Records from a collection:
>> BEGIN

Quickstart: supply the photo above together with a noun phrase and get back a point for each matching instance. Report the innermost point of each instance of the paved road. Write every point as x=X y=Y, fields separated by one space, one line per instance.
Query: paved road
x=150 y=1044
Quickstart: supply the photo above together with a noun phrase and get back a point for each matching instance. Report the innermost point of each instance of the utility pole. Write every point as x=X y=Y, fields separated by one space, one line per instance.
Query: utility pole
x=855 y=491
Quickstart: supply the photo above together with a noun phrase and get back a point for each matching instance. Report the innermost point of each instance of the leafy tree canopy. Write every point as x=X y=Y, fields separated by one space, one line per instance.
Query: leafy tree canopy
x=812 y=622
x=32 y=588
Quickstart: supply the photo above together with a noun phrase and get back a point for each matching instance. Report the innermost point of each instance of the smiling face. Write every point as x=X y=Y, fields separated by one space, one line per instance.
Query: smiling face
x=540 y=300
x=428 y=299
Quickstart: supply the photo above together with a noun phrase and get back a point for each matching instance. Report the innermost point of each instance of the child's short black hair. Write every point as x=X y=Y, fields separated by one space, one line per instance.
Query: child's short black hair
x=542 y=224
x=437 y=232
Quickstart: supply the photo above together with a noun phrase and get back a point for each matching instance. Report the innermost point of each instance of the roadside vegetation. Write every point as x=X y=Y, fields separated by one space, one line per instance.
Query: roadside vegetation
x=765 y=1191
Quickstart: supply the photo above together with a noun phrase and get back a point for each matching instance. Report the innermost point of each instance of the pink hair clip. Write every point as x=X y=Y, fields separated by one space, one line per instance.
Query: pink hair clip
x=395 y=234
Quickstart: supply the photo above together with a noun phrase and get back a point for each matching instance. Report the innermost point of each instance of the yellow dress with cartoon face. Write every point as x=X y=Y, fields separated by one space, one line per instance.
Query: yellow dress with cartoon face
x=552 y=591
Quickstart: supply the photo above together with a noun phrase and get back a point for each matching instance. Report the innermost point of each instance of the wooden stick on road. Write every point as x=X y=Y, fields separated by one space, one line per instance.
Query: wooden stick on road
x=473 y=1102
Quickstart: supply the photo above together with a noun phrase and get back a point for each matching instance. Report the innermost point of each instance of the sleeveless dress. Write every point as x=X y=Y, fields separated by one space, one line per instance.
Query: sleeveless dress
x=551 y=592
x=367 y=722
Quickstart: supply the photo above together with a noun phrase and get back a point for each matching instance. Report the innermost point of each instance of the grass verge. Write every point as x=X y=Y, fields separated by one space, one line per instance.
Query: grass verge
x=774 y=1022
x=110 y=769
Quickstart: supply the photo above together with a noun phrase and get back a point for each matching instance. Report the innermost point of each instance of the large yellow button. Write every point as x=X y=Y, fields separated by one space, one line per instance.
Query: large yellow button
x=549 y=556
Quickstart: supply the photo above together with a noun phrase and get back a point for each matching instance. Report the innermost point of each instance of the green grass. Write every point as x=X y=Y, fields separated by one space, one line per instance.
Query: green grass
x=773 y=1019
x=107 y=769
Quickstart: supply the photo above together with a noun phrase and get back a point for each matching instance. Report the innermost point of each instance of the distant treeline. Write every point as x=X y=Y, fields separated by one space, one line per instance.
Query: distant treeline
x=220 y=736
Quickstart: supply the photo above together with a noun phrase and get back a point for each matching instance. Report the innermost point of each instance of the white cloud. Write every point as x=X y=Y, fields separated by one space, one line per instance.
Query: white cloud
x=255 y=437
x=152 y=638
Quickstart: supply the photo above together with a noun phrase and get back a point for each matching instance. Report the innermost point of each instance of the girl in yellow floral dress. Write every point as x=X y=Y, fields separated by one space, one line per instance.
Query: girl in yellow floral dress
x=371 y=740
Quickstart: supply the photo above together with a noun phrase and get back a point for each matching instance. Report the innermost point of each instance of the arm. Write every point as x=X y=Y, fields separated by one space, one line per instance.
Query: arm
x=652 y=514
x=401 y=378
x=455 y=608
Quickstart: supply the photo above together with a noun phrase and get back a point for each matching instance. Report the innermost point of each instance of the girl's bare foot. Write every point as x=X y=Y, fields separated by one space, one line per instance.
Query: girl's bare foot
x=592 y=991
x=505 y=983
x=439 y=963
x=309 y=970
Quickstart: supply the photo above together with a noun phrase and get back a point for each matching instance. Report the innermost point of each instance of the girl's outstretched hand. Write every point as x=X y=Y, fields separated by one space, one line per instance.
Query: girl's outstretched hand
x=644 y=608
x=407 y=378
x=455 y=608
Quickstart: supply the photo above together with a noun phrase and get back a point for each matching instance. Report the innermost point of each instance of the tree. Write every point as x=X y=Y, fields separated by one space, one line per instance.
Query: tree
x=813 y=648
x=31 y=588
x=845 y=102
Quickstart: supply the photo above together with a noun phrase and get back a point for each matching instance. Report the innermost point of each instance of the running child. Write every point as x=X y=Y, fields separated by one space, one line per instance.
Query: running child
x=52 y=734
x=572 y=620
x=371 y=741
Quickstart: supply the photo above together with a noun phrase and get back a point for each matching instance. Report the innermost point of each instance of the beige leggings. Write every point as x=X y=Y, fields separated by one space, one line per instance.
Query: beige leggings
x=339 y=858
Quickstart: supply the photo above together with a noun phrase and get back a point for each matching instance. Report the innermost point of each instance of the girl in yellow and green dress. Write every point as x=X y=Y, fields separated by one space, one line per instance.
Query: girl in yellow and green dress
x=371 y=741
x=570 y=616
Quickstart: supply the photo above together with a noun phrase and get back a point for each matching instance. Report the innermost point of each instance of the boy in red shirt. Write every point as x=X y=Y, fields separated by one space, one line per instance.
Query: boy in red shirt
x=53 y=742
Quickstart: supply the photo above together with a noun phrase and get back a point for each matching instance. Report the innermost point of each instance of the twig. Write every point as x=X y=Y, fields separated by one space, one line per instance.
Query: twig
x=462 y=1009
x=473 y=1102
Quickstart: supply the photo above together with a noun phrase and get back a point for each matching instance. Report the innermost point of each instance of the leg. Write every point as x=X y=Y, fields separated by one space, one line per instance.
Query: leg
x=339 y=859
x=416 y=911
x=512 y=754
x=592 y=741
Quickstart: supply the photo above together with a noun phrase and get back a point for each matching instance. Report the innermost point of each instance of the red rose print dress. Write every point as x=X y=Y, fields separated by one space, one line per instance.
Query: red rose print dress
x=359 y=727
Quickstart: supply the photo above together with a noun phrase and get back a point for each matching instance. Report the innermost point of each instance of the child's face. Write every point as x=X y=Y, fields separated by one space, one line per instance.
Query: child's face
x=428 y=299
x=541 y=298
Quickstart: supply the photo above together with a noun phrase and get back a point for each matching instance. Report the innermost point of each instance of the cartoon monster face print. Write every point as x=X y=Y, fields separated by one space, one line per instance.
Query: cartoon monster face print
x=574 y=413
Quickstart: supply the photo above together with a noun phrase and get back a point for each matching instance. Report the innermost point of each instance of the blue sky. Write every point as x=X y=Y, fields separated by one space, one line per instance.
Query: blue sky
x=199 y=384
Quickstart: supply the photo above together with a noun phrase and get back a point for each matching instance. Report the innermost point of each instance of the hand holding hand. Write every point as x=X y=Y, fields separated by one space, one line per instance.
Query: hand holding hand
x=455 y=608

>> END

Write out again the lines above, starting at the line containing "of the wooden" and ending at the line containing "x=110 y=769", with both of those lines included.

§ **FULL OUTPUT**:
Quickstart: supply the photo above together with a noun phrase and get back a point for each matching instance. Report the innermost point of each instance of the wooden stick on road. Write every point as x=X y=Y, fields separated by one space, one line per instance.
Query: wooden stick on road
x=473 y=1102
Quickstart: supply the photo above together with a noun phrase and get back a point for each matching instance. Report the innermost point of each instance of the sleeveless dress. Write every point as x=X y=Y, fields separated by one space, one line per instance.
Query: sleeveless dress
x=551 y=592
x=367 y=722
Quickstart: supply the photo above together with a noun phrase and get back a point for each matching instance. Report the innermost point of each instance of the grass verge. Write every point as x=X y=Y, fields separated by one space, one line per instance.
Query: grass verge
x=774 y=1022
x=110 y=769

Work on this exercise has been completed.